● TRY IT
Starting at the top of the records, output every line through the one that contains "pixel 3 281", keeping each exactly as it appears.
::: RECORDS FOR PROCESSING :::
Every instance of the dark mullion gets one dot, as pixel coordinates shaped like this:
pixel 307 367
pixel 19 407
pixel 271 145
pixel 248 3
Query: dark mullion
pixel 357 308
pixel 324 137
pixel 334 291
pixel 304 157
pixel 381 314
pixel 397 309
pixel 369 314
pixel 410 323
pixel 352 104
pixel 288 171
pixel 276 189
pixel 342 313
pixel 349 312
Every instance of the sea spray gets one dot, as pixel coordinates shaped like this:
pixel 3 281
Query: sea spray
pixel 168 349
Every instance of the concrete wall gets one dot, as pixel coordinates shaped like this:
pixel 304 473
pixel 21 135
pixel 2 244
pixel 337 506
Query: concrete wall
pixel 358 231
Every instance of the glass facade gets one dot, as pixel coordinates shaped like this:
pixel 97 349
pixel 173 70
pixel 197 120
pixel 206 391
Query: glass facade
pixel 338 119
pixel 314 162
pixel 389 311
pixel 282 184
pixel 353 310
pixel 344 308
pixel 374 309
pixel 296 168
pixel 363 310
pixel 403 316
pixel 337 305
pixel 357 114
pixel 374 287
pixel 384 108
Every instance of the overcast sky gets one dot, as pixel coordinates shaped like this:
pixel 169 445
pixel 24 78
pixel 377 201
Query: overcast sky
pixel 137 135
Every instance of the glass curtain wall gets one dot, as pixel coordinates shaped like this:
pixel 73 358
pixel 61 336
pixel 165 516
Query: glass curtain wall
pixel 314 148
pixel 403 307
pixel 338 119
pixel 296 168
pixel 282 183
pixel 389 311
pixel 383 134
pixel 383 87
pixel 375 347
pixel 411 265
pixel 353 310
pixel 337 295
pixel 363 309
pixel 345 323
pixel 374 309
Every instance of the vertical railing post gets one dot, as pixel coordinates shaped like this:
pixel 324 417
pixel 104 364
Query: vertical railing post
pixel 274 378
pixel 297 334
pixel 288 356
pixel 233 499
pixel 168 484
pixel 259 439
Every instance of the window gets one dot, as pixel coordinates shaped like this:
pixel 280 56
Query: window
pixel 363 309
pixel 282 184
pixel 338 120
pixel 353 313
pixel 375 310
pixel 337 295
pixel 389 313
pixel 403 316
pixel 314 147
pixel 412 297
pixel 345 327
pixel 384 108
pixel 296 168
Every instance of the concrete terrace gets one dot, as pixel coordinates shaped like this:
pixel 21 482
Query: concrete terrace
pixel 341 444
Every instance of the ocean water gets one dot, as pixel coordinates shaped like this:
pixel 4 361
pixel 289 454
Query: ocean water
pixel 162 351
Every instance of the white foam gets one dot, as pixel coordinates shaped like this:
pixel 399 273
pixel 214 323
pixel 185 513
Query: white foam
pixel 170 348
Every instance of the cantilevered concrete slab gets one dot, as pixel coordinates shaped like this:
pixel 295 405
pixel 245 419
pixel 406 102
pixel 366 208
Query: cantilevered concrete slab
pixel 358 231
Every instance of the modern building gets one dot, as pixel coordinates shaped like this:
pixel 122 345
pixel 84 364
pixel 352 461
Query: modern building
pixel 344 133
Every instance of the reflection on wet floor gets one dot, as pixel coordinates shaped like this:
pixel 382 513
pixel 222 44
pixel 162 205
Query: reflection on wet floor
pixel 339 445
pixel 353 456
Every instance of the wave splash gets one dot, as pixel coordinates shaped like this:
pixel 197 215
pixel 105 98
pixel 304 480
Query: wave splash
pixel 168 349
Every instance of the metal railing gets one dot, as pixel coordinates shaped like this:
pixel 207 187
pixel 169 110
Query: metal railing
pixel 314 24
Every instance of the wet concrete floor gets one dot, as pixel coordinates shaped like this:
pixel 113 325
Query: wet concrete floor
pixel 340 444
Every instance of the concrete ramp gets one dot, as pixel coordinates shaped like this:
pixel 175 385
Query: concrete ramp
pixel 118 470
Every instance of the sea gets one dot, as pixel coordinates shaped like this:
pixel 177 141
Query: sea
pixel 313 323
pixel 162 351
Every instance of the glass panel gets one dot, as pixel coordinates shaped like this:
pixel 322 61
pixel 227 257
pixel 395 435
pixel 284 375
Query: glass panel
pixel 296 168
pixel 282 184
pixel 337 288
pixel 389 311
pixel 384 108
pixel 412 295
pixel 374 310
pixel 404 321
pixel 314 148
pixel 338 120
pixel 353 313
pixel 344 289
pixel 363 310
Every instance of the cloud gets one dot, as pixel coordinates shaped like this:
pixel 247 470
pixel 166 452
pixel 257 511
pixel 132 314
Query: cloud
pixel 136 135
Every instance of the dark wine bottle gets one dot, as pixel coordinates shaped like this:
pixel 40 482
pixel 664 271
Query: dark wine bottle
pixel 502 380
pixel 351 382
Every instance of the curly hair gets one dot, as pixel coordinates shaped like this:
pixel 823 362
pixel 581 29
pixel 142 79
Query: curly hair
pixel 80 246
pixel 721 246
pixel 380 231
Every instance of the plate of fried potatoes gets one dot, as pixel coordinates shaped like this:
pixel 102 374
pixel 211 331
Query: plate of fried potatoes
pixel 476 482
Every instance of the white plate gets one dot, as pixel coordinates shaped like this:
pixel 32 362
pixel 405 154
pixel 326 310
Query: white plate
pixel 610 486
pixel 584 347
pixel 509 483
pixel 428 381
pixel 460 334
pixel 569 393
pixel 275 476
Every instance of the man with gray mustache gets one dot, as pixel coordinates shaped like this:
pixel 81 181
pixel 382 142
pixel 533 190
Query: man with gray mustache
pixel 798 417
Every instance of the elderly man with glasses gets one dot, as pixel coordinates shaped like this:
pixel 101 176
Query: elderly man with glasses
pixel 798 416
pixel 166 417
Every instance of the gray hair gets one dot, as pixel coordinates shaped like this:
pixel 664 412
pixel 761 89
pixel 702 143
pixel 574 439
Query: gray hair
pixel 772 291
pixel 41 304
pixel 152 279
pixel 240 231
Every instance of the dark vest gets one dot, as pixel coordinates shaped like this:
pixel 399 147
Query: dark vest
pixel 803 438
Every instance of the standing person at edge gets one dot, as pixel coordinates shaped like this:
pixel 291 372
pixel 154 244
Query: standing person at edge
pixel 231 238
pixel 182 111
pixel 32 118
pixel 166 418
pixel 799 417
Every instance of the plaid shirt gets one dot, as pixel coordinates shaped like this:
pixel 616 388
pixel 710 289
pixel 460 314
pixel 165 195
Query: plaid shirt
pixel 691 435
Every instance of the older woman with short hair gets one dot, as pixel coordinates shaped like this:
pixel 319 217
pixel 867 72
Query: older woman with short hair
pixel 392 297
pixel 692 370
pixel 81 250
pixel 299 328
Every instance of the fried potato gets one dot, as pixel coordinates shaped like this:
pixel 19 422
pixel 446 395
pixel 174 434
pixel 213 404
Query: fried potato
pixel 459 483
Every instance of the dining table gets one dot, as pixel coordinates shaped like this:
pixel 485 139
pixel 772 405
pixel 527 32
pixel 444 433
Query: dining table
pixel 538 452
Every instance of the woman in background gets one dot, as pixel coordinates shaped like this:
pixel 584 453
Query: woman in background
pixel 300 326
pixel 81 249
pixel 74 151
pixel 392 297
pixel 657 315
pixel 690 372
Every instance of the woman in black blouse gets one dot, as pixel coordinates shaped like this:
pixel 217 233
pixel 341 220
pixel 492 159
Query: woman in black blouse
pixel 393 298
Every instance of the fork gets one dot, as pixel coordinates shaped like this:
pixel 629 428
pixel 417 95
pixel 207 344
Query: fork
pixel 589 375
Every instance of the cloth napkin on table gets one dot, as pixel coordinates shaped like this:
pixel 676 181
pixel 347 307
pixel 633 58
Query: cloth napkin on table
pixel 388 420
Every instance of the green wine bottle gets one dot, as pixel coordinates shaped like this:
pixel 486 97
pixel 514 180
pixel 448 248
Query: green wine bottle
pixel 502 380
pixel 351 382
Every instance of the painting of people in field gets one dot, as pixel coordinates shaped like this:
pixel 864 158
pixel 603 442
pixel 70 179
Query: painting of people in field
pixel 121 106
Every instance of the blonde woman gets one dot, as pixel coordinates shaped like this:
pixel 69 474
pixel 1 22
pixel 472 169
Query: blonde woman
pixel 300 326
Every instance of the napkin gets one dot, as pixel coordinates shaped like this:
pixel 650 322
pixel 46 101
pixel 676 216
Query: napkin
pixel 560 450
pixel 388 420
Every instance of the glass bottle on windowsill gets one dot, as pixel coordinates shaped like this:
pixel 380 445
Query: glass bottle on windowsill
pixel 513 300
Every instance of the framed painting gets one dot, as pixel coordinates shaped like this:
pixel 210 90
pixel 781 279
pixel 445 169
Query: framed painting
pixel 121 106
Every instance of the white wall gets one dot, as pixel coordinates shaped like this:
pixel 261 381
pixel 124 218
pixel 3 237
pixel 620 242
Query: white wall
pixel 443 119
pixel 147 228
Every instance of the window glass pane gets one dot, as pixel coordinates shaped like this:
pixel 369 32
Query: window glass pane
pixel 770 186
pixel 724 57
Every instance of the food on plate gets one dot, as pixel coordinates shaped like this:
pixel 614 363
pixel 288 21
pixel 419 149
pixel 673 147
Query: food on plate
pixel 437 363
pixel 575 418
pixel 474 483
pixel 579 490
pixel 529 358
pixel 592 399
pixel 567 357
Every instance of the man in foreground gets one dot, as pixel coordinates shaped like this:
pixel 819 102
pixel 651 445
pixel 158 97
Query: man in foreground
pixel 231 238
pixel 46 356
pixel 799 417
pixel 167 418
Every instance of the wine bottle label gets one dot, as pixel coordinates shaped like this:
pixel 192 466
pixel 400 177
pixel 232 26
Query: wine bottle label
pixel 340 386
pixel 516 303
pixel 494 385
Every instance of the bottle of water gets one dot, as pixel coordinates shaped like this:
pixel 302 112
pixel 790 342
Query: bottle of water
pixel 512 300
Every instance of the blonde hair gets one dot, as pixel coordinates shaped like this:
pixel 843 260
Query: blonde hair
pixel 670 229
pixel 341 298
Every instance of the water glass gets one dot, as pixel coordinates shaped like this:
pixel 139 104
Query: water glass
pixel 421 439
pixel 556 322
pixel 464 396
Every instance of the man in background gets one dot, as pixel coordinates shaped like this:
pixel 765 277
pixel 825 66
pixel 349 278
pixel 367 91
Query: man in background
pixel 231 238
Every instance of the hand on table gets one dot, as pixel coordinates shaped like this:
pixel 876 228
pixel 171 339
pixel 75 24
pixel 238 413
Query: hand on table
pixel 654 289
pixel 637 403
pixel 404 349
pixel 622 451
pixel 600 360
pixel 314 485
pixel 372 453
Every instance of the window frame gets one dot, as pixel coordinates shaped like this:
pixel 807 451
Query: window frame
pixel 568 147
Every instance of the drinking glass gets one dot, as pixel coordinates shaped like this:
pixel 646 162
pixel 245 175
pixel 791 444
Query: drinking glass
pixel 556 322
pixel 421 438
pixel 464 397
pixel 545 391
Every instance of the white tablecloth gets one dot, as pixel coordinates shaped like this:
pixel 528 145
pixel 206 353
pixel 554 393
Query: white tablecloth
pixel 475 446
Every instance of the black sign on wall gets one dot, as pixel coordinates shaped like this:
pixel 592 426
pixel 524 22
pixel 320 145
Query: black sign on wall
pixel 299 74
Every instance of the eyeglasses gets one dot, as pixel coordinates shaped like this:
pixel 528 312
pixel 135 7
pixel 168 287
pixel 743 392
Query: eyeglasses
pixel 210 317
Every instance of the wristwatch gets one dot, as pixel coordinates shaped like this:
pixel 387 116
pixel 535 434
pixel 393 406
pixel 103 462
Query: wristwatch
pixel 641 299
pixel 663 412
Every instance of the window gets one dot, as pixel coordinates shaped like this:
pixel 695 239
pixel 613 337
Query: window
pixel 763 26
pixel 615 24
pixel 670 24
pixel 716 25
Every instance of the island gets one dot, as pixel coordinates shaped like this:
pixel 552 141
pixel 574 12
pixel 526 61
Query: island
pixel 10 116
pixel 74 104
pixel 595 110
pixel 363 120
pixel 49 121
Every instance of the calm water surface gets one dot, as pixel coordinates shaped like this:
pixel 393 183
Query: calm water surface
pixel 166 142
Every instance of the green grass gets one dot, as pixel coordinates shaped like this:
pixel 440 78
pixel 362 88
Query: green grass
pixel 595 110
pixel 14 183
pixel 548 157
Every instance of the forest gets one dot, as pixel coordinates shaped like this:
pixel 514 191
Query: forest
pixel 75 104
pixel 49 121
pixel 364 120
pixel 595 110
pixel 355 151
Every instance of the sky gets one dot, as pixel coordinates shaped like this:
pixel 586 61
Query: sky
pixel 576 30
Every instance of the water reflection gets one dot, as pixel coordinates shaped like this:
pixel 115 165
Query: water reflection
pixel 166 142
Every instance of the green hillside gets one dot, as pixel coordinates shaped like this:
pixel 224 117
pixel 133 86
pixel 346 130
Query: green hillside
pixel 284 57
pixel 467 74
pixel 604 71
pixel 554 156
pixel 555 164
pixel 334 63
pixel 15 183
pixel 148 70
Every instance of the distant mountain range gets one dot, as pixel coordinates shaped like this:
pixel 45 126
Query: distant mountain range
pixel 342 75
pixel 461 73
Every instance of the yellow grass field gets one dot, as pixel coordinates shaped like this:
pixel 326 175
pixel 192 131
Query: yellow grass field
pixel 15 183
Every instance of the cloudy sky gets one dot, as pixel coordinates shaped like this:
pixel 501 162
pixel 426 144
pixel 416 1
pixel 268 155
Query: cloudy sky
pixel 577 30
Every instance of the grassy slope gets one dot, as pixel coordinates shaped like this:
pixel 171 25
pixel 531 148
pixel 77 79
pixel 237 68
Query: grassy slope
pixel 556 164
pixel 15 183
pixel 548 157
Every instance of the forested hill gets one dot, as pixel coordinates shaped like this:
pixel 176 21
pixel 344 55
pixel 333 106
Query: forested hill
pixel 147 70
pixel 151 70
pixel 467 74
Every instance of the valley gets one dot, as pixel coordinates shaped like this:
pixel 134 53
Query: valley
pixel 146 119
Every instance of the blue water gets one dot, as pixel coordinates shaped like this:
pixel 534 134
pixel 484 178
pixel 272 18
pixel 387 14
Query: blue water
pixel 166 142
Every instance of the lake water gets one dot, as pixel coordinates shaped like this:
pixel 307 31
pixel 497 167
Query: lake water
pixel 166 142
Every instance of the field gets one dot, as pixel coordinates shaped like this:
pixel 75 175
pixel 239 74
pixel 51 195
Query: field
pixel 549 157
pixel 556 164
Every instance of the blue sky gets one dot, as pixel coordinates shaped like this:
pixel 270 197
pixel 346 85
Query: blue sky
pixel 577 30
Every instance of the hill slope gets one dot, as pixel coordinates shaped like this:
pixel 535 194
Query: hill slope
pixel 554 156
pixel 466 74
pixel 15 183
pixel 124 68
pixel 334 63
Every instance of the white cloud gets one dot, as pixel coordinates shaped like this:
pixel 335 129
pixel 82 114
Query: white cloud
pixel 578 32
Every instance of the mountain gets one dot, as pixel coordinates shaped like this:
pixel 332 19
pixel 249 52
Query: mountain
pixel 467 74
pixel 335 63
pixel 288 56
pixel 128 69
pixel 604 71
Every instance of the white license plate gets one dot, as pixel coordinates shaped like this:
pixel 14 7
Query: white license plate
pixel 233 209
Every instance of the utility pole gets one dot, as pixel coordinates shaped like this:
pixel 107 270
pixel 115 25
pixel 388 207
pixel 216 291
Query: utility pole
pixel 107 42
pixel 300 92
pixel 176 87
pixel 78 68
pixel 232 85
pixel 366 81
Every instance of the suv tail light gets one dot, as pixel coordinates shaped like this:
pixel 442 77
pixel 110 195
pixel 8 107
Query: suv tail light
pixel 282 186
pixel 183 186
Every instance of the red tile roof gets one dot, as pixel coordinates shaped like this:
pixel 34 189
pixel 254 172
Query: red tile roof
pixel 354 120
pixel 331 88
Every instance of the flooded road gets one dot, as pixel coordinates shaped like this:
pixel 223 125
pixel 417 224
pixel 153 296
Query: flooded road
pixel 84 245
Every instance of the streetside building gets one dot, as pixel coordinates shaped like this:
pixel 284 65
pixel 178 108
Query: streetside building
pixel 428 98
:::
● ANSWER BOX
Every instance of the dark mullion gets one dot, as pixel coordinates shaped like this:
pixel 307 367
pixel 19 407
pixel 271 145
pixel 248 3
Query: dark mullion
pixel 357 308
pixel 324 137
pixel 334 291
pixel 304 157
pixel 381 314
pixel 397 309
pixel 369 314
pixel 410 323
pixel 352 104
pixel 288 171
pixel 276 189
pixel 342 313
pixel 349 312
Every instance of the sea spray gets one dot, as pixel coordinates shaped like this:
pixel 3 281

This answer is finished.